### YOUR TASK
Reproduce the entries below, starting at the beginning and ending at the line that contains "POLYGON ((150 226, 193". Substitute "nonzero" for every "even-odd" and leave everything else unchanged.

● ● ●

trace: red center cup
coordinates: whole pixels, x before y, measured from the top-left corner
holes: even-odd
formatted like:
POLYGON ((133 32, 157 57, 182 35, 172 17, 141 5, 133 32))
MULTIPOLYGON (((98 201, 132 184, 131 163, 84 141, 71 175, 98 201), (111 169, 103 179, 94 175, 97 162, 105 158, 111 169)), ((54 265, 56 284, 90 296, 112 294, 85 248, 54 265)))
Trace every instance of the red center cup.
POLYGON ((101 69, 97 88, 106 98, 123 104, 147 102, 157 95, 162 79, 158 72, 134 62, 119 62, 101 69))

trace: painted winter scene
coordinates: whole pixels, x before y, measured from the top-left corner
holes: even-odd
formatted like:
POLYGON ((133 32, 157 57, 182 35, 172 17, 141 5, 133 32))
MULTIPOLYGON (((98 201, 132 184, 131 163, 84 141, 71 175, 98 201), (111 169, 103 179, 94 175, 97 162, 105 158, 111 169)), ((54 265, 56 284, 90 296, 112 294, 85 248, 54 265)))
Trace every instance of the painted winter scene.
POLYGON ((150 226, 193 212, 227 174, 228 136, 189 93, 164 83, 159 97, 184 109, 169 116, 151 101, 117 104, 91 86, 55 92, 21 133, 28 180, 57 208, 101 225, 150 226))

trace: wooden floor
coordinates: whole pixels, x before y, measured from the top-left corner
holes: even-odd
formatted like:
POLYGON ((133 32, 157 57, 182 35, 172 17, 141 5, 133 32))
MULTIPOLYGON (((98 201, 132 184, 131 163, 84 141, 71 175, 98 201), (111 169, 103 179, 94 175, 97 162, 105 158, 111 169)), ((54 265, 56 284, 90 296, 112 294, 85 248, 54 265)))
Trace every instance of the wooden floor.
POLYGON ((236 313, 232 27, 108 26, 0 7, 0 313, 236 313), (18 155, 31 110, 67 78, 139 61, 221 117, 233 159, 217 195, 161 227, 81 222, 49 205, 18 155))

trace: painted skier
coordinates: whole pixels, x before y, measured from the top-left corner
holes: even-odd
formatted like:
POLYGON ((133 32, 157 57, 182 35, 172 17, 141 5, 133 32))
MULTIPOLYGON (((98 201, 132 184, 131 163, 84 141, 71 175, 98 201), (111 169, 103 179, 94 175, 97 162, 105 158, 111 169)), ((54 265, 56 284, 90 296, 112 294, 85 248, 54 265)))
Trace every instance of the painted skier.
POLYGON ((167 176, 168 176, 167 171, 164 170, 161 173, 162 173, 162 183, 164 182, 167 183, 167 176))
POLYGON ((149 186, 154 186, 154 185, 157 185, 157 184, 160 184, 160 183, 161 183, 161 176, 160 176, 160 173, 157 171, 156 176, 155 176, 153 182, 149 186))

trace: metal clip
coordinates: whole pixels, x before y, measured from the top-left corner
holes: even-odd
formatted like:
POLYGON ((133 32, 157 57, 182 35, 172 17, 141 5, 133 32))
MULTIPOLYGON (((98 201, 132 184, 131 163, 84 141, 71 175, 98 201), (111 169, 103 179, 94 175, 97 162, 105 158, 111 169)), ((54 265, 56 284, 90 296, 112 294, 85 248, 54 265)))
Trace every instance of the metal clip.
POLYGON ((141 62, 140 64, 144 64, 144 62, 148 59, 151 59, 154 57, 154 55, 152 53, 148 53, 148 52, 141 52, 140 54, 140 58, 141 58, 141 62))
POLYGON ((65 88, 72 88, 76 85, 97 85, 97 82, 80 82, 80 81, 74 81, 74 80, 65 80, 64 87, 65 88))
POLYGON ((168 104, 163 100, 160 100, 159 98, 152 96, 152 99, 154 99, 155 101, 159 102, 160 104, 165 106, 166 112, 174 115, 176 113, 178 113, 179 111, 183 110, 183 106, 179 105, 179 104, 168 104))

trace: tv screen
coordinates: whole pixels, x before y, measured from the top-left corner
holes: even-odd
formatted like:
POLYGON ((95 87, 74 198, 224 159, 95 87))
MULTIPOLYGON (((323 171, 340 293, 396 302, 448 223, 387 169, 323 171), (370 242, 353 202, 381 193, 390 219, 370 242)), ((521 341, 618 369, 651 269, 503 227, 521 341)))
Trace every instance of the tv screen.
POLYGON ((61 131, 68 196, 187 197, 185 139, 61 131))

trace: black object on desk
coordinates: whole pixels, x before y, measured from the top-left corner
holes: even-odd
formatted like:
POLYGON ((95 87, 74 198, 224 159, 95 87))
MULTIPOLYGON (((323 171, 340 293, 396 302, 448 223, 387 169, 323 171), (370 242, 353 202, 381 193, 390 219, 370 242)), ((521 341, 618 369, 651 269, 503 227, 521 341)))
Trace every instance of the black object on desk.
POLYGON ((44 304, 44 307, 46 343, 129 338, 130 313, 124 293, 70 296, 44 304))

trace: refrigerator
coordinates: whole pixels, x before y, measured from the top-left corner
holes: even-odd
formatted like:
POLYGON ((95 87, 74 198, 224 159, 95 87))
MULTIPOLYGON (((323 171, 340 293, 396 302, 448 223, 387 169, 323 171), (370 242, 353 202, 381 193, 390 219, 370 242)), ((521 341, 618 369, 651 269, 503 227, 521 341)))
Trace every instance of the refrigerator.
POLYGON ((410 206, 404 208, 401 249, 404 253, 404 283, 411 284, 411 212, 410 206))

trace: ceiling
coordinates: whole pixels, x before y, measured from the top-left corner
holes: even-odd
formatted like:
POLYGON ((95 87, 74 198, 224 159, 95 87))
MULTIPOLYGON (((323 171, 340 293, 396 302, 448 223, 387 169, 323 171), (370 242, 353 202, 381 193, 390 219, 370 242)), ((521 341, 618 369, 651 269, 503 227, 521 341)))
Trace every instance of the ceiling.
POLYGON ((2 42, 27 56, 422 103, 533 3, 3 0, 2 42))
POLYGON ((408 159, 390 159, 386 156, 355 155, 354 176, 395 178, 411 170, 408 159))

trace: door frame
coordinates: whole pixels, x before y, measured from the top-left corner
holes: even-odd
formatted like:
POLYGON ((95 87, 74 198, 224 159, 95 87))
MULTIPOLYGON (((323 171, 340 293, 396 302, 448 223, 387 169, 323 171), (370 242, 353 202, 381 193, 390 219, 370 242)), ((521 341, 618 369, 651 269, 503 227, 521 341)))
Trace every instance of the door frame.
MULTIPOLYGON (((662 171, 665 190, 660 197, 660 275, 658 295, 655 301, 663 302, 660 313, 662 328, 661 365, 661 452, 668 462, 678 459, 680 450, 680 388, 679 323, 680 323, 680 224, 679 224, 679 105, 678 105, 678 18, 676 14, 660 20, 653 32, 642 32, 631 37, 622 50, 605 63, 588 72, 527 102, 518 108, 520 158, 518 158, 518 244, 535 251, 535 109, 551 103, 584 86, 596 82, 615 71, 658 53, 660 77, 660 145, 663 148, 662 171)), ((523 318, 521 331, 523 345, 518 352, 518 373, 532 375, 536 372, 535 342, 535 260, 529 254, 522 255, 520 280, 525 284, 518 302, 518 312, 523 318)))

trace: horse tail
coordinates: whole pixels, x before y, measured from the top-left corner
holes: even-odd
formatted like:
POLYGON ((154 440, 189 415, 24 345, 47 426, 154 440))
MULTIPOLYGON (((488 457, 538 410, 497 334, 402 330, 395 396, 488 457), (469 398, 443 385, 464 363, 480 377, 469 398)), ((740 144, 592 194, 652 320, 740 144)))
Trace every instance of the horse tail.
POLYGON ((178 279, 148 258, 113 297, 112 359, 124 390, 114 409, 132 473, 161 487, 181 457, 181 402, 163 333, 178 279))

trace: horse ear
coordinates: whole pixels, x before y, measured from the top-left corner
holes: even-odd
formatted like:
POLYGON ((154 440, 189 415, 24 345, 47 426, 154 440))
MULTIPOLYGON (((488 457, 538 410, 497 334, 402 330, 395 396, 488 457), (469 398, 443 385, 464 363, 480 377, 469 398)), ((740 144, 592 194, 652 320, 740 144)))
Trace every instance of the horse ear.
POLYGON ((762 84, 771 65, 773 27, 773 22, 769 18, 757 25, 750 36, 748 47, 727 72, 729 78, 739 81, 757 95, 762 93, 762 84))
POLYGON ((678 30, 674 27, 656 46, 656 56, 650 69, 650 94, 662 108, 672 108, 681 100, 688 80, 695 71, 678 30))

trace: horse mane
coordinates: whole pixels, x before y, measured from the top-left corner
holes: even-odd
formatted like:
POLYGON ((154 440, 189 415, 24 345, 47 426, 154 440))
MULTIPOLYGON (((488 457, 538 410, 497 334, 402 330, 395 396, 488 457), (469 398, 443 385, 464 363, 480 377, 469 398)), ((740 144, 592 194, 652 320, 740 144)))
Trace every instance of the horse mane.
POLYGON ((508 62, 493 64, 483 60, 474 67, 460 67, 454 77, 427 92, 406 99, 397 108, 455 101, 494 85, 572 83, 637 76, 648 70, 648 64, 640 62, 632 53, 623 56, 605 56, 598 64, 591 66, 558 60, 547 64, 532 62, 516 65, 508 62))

● ● ●

### WRITTEN SOLUTION
trace: red center cup
coordinates: whole pixels, x before y, measured from the top-left corner
holes: nonzero
formatted like:
POLYGON ((133 32, 157 57, 182 35, 172 17, 141 5, 133 32))
MULTIPOLYGON (((98 201, 132 184, 131 163, 84 141, 71 175, 98 201), (111 169, 103 179, 94 175, 97 162, 105 158, 111 169)), ((54 265, 56 284, 90 296, 112 294, 85 248, 54 265)))
Trace every instance of the red center cup.
POLYGON ((101 69, 97 88, 106 98, 123 104, 147 102, 157 95, 162 79, 158 72, 134 62, 119 62, 101 69))

trace: painted winter scene
coordinates: whole pixels, x before y, measured from the top-left corner
holes: nonzero
formatted like:
POLYGON ((133 32, 157 57, 182 35, 172 17, 141 5, 133 32))
MULTIPOLYGON (((98 201, 132 184, 131 163, 84 141, 71 175, 98 201), (111 169, 103 179, 94 175, 97 162, 105 158, 111 169)), ((54 265, 56 284, 90 296, 112 294, 85 248, 54 265)))
Trace every instance of the painted winter scene.
POLYGON ((150 226, 193 212, 227 174, 228 136, 189 93, 164 83, 159 97, 184 109, 169 116, 151 101, 117 104, 91 86, 55 92, 21 133, 28 180, 57 208, 101 225, 150 226))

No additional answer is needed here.